Selected passage:
....

Part 2
The great peculiarity of the Dutch constitution at this epoch was that no principle was absolutely settled. In throwing off a foreign tyranny and successfully vindicating national independence the burghers and nobles had not had leisure to lay down any organic law. Nor had the day for profound investigation of the political or social contract arrived. Men dealt almost exclusively with facts, and when the facts arranged themselves illogically and incoherently the mischief was grave and difficult to remedy. It is not a trifling inconvenience for an organized commonwealth to be in doubt as to where, in whom, and of what nature is its sovereignty. Yet this was precisely the condition of the United Netherlands. To the eternal world so dazzling were the reputation and the achievements of their great captain that he was looked upon by many as the legitimate chief of the state and doubtless friendly monarchs would have cordially welcomed him into their brotherhood.
During the war he had been surrounded by almost royal state. Two hundred officers lived daily at his table. Great nobles and scions of sovereign houses were his pupils or satellites. The splendour of military despotism and the awe inspired by his unquestioned supremacy in what was deemed the greatest of all sciences invested the person of Maurice of Nassau with a grandeur which many a crowned potentate might envy. His ample appointments united with the spoils of war provided him with almost royal revenues, even before the death of his elder brother Philip William had placed in his hands the principality and wealthy possessions of Orange. Hating contradiction, arbitrary by instinct and by military habit, impatient of criticism, and having long acknowledged no master in the chief business of state, he found himself at the conclusion of the truce with his great occupation gone, and, although generously provided for by the treasury of the Republic, yet with an income proportionately limited.
Politics and theology were fields in which he had hardly served an apprenticeship, and it was possible that when he should step forward as a master in those complicated and difficult pursuits, soon to absorb the attention of the Commonwealth and the world, it might appear that war was not the only science that required serious preliminary studies.
Meantime he found himself not a king, not the master of a nominal republic, but the servant of the States-General, and the limited stadholder of five out of seven separate provinces.
And the States-General were virtually John of Barneveld. Could antagonism be more sharply defined? Jealousy, that potent principle which controls the regular movements and accounts for the aberrations of humanity in widest spheres as well as narrowest circles far more generally and conclusively than philosophers or historians have been willing to admit, began forthwith to manifest its subtle and irresistible influence.
And there were not to be wanting acute and dangerous schemers who saw their profit in augmenting its intensity.
The Seven Provinces, when the truce of twelve years had been signed, were neither exhausted nor impoverished. Yet they had just emerged from a forty years' conflict such as no people in human history had ever waged against a foreign tyranny. They had need to repose and recruit, but they stood among the foremost great powers of the day. It is not easy in imagination to thrust back the present leading empires of the earth into the contracted spheres of their not remote past. But to feel how a little confederacy of seven provinces loosely tied together by an ill- defined treaty could hold so prominent and often so controlling a place in the European system of the seventeenth century, we must remember that there was then no Germany, no Russia, no Italy, no United States of America, scarcely even a Great Britain in the sense which belongs to that mighty empire now.
France, Spain, England, the Pope, and the Emperor were the leading powers with which the Netherlands were daily called on to solve great problems and try conclusions; the study of political international equilibrium, now rapidly and perhaps fortunately becoming one of the lost arts, being then the most indispensable duty of kings and statesmen.

....

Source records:
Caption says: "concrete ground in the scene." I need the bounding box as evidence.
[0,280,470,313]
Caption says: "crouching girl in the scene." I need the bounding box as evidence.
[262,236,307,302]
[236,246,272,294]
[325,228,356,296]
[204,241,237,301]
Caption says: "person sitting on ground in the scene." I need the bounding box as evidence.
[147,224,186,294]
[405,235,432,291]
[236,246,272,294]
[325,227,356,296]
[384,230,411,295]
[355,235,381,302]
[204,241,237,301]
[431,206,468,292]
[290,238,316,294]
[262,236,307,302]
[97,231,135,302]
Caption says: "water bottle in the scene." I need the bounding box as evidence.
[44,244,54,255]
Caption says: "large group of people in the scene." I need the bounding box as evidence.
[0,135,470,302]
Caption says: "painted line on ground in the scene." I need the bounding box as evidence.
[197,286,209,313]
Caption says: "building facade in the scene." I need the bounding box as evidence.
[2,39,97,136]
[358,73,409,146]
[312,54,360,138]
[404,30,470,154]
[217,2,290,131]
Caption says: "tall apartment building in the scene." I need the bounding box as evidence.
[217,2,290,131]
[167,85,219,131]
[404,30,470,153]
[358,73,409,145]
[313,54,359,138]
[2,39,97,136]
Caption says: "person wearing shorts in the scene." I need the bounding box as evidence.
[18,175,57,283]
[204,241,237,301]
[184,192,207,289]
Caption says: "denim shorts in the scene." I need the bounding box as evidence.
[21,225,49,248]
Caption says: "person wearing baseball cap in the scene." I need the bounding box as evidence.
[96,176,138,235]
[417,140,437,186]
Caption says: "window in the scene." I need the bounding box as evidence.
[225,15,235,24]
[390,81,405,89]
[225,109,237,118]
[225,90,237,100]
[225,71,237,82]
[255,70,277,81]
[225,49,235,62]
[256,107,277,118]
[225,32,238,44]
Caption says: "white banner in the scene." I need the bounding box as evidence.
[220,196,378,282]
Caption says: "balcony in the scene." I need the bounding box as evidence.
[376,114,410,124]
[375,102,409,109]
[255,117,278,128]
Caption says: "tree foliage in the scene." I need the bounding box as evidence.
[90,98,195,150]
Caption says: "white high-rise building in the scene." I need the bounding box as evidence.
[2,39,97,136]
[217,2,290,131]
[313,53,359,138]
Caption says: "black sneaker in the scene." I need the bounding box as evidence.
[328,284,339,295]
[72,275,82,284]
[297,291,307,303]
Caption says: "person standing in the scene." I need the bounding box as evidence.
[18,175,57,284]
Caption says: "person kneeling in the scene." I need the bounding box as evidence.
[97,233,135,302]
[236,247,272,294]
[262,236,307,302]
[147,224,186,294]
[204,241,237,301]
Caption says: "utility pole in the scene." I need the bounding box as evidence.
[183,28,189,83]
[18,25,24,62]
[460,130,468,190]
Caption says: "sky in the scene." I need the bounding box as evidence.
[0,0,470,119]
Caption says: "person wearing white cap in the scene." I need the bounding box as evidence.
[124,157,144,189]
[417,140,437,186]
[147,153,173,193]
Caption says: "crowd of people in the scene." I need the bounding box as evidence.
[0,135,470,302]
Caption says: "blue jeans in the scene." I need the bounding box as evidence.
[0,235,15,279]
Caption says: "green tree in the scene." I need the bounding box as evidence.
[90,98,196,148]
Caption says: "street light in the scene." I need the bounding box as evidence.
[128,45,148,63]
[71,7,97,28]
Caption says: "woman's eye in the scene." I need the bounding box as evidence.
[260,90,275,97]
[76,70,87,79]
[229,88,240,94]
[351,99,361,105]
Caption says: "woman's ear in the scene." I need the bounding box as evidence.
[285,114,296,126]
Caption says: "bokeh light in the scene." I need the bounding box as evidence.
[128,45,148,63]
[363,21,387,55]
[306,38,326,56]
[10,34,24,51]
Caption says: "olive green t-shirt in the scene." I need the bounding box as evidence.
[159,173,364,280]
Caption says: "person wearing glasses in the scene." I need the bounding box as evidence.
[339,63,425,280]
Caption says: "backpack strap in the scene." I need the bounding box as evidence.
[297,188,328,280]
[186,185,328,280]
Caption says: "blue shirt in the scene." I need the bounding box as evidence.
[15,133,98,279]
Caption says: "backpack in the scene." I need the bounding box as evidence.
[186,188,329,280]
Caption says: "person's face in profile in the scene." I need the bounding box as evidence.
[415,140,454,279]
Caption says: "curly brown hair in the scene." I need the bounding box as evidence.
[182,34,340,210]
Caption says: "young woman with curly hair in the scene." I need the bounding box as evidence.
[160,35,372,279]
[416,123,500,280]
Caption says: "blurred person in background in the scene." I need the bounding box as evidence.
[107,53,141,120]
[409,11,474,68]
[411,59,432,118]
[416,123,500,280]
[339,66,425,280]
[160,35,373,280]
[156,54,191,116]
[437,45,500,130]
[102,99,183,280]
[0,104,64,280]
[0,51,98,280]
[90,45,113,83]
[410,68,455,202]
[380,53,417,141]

....

Set tasks:
a – From the passage on the Dutch Republic, extract everything from "Politics and theology" down to "seven separate provinces.".
b – In the passage on the Dutch Republic, how many officers lived daily at Maurice of Nassau's table during the war?
c – Give what follows the last sentence of the passage on the Dutch Republic, carrying its account forward.

Answer list:
a –
Politics and theology were fields in which he had hardly served an apprenticeship, and it was possible that when he should step forward as a master in those complicated and difficult pursuits, soon to absorb the attention of the Commonwealth and the world, it might appear that war was not the only science that required serious preliminary studies.
Meantime he found himself not a king, not the master of a nominal republic, but the servant of the States-General, and the limited stadholder of five out of seven separate provinces.

b – Two hundred.

c –
Spain and France, which had long since achieved for themselves the political union of many independent kingdoms and states into which they had been divided were the most considerable powers and of necessity rivals. Spain, or rather the House of Austria divided into its two great branches, still pursued its persistent and by no means fantastic dream of universal monarchy. Both Spain and France could dispose of somewhat larger resources absolutely, although not relatively, than the Seven Provinces, while at least trebling them in population. The yearly revenue of Spain after deduction of its pledged resources was perhaps equal to a million sterling, and that of France with the same reservation was about as much. England had hardly been able to levy and make up a yearly income of more than L600,000 or L700,000 at the end of Elizabeth's reign or in the first years of James, while the Netherlands had often proved themselves capable of furnishing annually ten or twelve millions of florins, which would be the equivalent of nearly a million sterling.
The yearly revenues of the whole monarchy of the Imperial house of Habsburg can scarcely be stated at a higher figure than L350,000.
Thus the political game--for it was a game--was by no means a desperate one for the Netherlands, nor the resources of the various players so unequally distributed as at first sight it might appear.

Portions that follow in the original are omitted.